■ PROVIDED TEXT
#####

Bar News Masthead

January 6, 2021

By Scott Merrill

A class-action lawsuit filed against the state of New Hampshire by advocates of children’s rights groups received a harsh reaction from Governor Sununu on Jan. 5.

The suit, which cites structural deficiencies and claims the state is violating the constitutional and statutory rights of older youth in foster care, putting children at “severe risk of dangerous and tragic outcomes,” was brought by the ACLU of New Hampshire, Disability Rights Center – NH, New Hampshire Legal Assistance, the national advocacy group Children’s Rights, and the law firm Weil, Gotshal & Manges LLP.

In a statement, Gov. Sununu refers to the suit as a “special interest lawsuit,” backed by Wall Street law firms, “which preys on child protection programs across the country.”

“This New York based entity doesn’t care about our kids.  They are looking for attention for themselves, and their legal maneuverings will bring our progressive reforms to a grinding halt. Shame on every single person associated with this effort,” the statement says.

The Governor’s statement says his administration has made more progressive reforms to the state’s child welfare system “than any administration in history.”

But according to Karen Rosenberg, Senior Staff Attorney at Disability Rights Center – NH,  the class action lawsuit which includes hundreds of youth, between 14 to 17 year-olds with mental impairments who are in DCYF custody resulting from founded instances of abuse or neglect.

“We’re not saying that DCYF has done nothing helpful,” Rosenberg said, “But, this lawsuit is not about the DCYF’s efforts to reduce caseloads of its workers or the voluntary programs put into place to prevent kids from being removed from their families, it’s about kids in those teen years, 14-17 years-old, who have ended up in court, in which abuse or neglect allegations have been founded and now decisions are being made about where they’re going to live.  Unfortunately, in the overwhelming majority of these cases, children are being sent to live in congregate care facilities, instead of with relatives or foster families who could better meet their needs.”

In addition to failing to place older foster youth in community-based family settings that will help them thrive, the lawsuit asserts that the state unconstitutionally denies older youth legal representation when placing them in restrictive group care settings and violates federal law by failing to adequately and timely provide and implement critical case plans.

#####

■ PROVIDED DATA
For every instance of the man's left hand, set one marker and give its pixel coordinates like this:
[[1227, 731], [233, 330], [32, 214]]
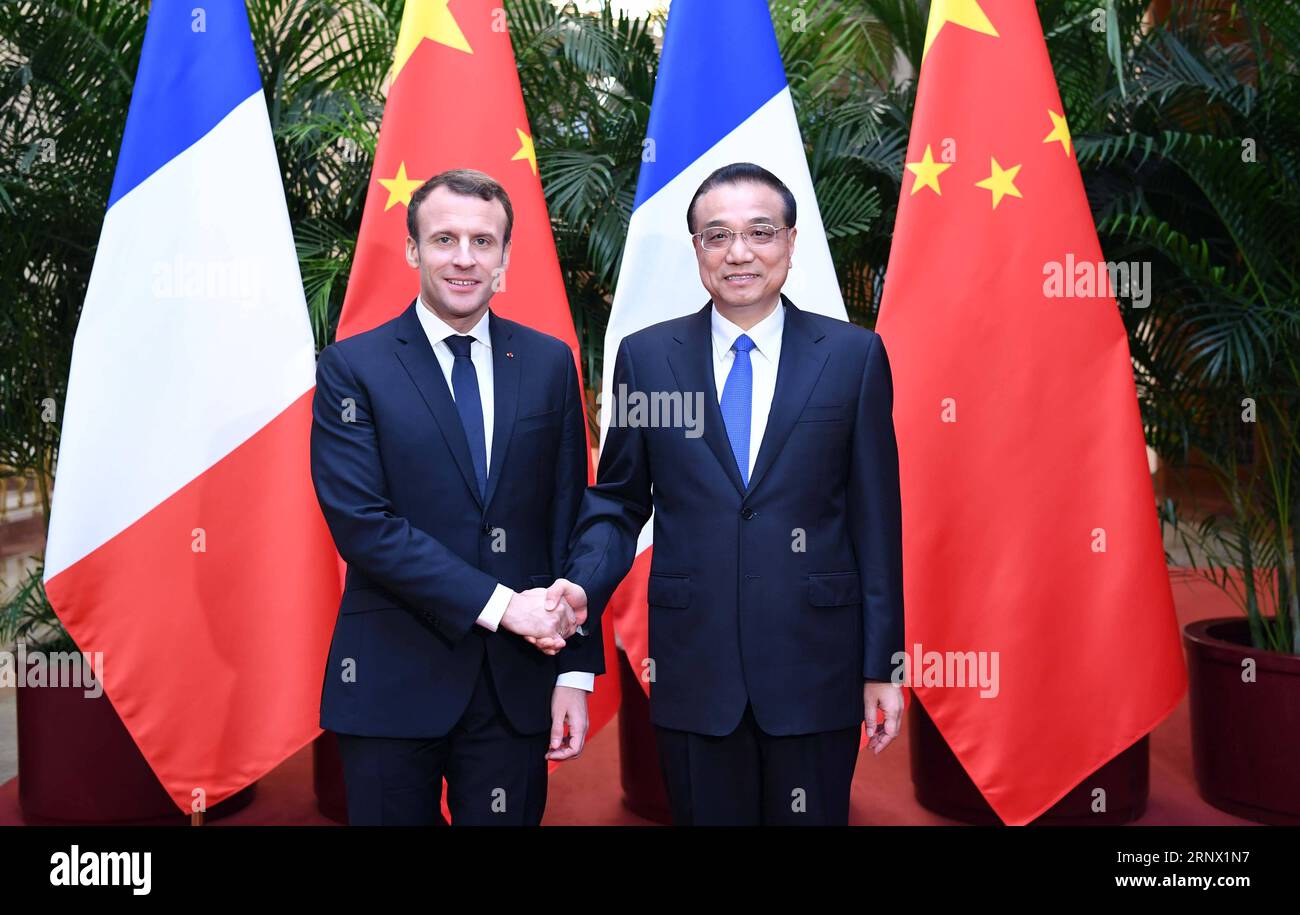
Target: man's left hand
[[887, 698], [568, 707]]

#####

■ WORK ITEM A
Answer these questions using the news article about the New Hampshire foster care lawsuit.
(i) On what date did Governor Sununu react to the lawsuit?
(ii) What job title and organization are given for Karen Rosenberg?
(iii) What phrase does the Governor's statement use to describe the suit?
■ WORK ITEM B
Continue the news article about the New Hampshire foster care lawsuit from the point where it ends.

■ REPLY A
(i) Jan. 5
(ii) Senior Staff Attorney at Disability Rights Center – NH
(iii) A "special interest lawsuit"

■ REPLY B
“Too many older youth in New Hampshire are subject to unnecessary warehousing by a state system that prioritizes institutionalization over family and community. The physical, emotional, and mental harms associated with placement in congregate settings are well known and lead to tragic outcomes including homelessness, unemployment, incarceration, and a lack of educational attainment,” said Shereen White, Senior Staff Attorney at Children’s Rights. “The risks of serious harm to these youth are even more imminent during the COVID-19 public health emergency, because social distancing is virtually impossible in group care facilities.”

Compared to other states, New Hampshire disproportionately places older foster youth in group settings, which are known to have profoundly negative impacts on children’s social, emotional, and physical wellbeing. In 2019, the majority (70.3%) of foster youth in the Granite State ages 14 through 17 were housed in congregate care facilities—the national average for this age group is 31%. This is even worse for older youth with mental health diagnoses—in 2019, 90.5% were placed in congregate care settings compared to the national average of 39.8%.

“By unnecessarily institutionalizing older youth who could receive mental health treatment and supports in their communities and live successfully with family members or with foster families, New Hampshire unlawfully deprives children in its care of the community-based services and family placements they need to grow into successful adults.”  Rosenberg said.